__Task to complete__: Copy all the material that follows, keeping every character the same.

__Extracted material__:
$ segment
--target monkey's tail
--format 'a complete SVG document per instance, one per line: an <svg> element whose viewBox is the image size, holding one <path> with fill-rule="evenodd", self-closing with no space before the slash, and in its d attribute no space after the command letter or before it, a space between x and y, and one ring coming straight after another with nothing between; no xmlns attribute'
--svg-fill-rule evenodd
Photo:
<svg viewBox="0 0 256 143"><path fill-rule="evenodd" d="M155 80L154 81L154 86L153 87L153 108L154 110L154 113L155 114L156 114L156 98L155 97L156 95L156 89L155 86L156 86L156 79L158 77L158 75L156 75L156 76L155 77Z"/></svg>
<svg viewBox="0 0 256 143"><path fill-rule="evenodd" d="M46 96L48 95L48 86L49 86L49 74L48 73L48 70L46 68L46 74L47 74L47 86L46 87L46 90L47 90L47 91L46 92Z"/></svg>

__Reply to the exercise__:
$ segment
--target monkey's tail
--format 'a complete SVG document per instance, one per line: an <svg> element whose viewBox is the image size, holding one <path> with fill-rule="evenodd", self-closing with no space before the slash, and in its d attribute no space after the command letter or before it, a space between x and y, and one ring coming straight after another with nothing between; no xmlns attribute'
--svg-fill-rule evenodd
Photo:
<svg viewBox="0 0 256 143"><path fill-rule="evenodd" d="M155 80L154 81L154 86L153 87L153 108L154 110L154 113L155 114L156 114L156 98L155 97L156 95L156 89L155 86L156 86L156 79L158 77L158 75L156 75L156 76L155 77Z"/></svg>
<svg viewBox="0 0 256 143"><path fill-rule="evenodd" d="M46 96L48 95L48 86L49 86L49 74L48 73L48 70L46 68L46 74L47 74L47 86L46 87L46 90L47 90L47 91L46 92Z"/></svg>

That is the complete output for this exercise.